The problem:
Print each line exactly as it is given.

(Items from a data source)
════

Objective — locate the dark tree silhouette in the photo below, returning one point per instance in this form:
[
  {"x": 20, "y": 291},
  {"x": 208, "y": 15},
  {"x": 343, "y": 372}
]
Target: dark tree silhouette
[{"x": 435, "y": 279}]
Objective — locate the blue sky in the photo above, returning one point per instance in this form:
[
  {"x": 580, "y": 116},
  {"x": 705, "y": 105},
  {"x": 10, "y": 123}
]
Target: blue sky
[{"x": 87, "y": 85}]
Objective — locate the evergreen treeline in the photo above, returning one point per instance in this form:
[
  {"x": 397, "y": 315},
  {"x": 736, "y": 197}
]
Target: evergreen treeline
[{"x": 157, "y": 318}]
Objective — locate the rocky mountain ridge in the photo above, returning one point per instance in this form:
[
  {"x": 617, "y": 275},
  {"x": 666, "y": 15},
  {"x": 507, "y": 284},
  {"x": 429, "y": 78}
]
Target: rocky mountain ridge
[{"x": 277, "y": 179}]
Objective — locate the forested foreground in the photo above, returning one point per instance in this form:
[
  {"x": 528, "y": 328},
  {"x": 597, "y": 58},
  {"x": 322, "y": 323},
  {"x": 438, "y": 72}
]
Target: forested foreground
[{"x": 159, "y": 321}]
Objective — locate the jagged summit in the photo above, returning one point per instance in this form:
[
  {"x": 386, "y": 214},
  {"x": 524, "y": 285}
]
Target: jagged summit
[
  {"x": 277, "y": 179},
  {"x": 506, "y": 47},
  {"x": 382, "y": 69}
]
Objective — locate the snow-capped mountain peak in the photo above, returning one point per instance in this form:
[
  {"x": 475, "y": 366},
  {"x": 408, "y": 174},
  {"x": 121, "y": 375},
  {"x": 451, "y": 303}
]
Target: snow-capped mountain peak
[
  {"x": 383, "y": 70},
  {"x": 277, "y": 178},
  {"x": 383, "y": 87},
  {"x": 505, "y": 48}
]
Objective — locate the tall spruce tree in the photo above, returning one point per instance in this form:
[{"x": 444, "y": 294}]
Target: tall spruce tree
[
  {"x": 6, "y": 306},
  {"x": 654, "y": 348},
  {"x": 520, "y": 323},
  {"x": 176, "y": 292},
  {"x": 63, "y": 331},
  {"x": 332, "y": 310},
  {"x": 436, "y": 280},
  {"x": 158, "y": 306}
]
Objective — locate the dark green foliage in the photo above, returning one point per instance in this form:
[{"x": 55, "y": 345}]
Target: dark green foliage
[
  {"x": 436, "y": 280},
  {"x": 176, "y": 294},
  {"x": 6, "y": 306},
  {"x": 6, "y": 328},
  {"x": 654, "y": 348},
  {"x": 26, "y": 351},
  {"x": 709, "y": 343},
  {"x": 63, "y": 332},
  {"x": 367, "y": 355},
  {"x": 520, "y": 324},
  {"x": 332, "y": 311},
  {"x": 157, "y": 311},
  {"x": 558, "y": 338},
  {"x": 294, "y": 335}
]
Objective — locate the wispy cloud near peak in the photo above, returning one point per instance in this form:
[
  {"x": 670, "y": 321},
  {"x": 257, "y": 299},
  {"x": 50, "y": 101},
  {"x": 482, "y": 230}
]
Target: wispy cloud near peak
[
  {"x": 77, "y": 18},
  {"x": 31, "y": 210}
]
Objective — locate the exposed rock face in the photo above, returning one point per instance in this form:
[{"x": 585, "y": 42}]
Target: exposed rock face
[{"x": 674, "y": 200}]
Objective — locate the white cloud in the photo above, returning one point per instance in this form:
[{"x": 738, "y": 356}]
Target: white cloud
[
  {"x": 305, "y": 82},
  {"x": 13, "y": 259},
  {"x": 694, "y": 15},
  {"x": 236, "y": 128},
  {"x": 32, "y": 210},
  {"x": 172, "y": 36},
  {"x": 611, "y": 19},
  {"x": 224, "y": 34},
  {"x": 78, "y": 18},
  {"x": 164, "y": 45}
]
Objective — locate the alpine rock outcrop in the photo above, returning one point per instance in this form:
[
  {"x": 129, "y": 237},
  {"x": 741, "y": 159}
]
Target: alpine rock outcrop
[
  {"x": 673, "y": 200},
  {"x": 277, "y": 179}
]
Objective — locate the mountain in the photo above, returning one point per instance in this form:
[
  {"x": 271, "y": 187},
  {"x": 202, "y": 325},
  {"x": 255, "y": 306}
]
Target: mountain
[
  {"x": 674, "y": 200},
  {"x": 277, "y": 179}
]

════

Answer for the task:
Objective — locate the dark tree silhouette in the photo below, returning one point per instance in this form:
[
  {"x": 20, "y": 291},
  {"x": 208, "y": 15},
  {"x": 343, "y": 372}
]
Target: dark tree silhouette
[{"x": 435, "y": 279}]
Objective — locate the blue sky in the photo above, returning one point per instance in this form:
[
  {"x": 580, "y": 116},
  {"x": 705, "y": 105},
  {"x": 10, "y": 123}
]
Target: blue sky
[{"x": 87, "y": 85}]
Objective — locate the evergreen treeline in the photo above, returning one point per instance in this form:
[
  {"x": 397, "y": 315},
  {"x": 736, "y": 197}
]
Target: evergreen treeline
[{"x": 157, "y": 318}]
Objective — locate the rocky mountain ridge in the photo above, returning one point per instance in this form:
[
  {"x": 617, "y": 275},
  {"x": 666, "y": 15},
  {"x": 507, "y": 284},
  {"x": 429, "y": 78}
]
Target: rocky mountain ridge
[{"x": 277, "y": 179}]
Objective — locate the forested foreground in the photo above, returning one point per instance in this form:
[
  {"x": 528, "y": 328},
  {"x": 597, "y": 58},
  {"x": 322, "y": 323},
  {"x": 438, "y": 72}
]
Target: forested foreground
[{"x": 159, "y": 321}]
Objective — locate the jagged summit in the photo above, returning one point per instance in this form:
[
  {"x": 386, "y": 214},
  {"x": 524, "y": 285}
]
Target: jagged summit
[
  {"x": 277, "y": 179},
  {"x": 506, "y": 47},
  {"x": 382, "y": 69}
]
Objective — locate the snow-capped mountain peak in the photo above, returning one point per instance in this form:
[
  {"x": 475, "y": 366},
  {"x": 408, "y": 174},
  {"x": 121, "y": 375},
  {"x": 451, "y": 303}
]
Target: snow-capped mountain peak
[
  {"x": 383, "y": 70},
  {"x": 277, "y": 178},
  {"x": 383, "y": 87},
  {"x": 505, "y": 48}
]
Objective — locate the tall spruce tree in the photo above, returning one point per instance in this form:
[{"x": 444, "y": 294}]
Target: tall spruce tree
[
  {"x": 6, "y": 306},
  {"x": 654, "y": 348},
  {"x": 520, "y": 323},
  {"x": 176, "y": 292},
  {"x": 63, "y": 331},
  {"x": 332, "y": 310},
  {"x": 436, "y": 280},
  {"x": 158, "y": 306}
]
Objective — locate the dark green foliage in the photo above, returning one point per instance in this form:
[{"x": 55, "y": 345}]
Target: dark green foliage
[
  {"x": 436, "y": 280},
  {"x": 176, "y": 294},
  {"x": 6, "y": 306},
  {"x": 6, "y": 328},
  {"x": 654, "y": 348},
  {"x": 26, "y": 351},
  {"x": 709, "y": 343},
  {"x": 63, "y": 332},
  {"x": 367, "y": 355},
  {"x": 520, "y": 324},
  {"x": 332, "y": 311},
  {"x": 157, "y": 311},
  {"x": 558, "y": 338},
  {"x": 294, "y": 335}
]
Objective — locate the wispy cloud near peak in the photo above, returning one point per instance in this form:
[
  {"x": 670, "y": 321},
  {"x": 257, "y": 299},
  {"x": 50, "y": 101},
  {"x": 482, "y": 230}
]
Target: wispy cloud near peak
[
  {"x": 77, "y": 18},
  {"x": 31, "y": 210}
]
Objective — locate the exposed rock face in the photo above, returning one point per instance in this form:
[{"x": 585, "y": 42}]
Target: exposed rock face
[{"x": 674, "y": 200}]
Objective — locate the white cloud in the photo above, returning one point per instance in this form:
[{"x": 738, "y": 356}]
Target: white cloud
[
  {"x": 305, "y": 82},
  {"x": 13, "y": 259},
  {"x": 694, "y": 15},
  {"x": 236, "y": 128},
  {"x": 32, "y": 210},
  {"x": 172, "y": 36},
  {"x": 611, "y": 19},
  {"x": 224, "y": 34},
  {"x": 78, "y": 18},
  {"x": 164, "y": 45}
]
Objective — locate the alpine rock outcrop in the photo above, returning one point per instance in this form:
[
  {"x": 129, "y": 237},
  {"x": 741, "y": 159}
]
Target: alpine rock outcrop
[
  {"x": 673, "y": 200},
  {"x": 277, "y": 179}
]
Objective — locate the mountain in the photo above, returning one point per instance in this form:
[
  {"x": 271, "y": 187},
  {"x": 202, "y": 325},
  {"x": 255, "y": 306}
]
Target: mountain
[
  {"x": 674, "y": 200},
  {"x": 277, "y": 179}
]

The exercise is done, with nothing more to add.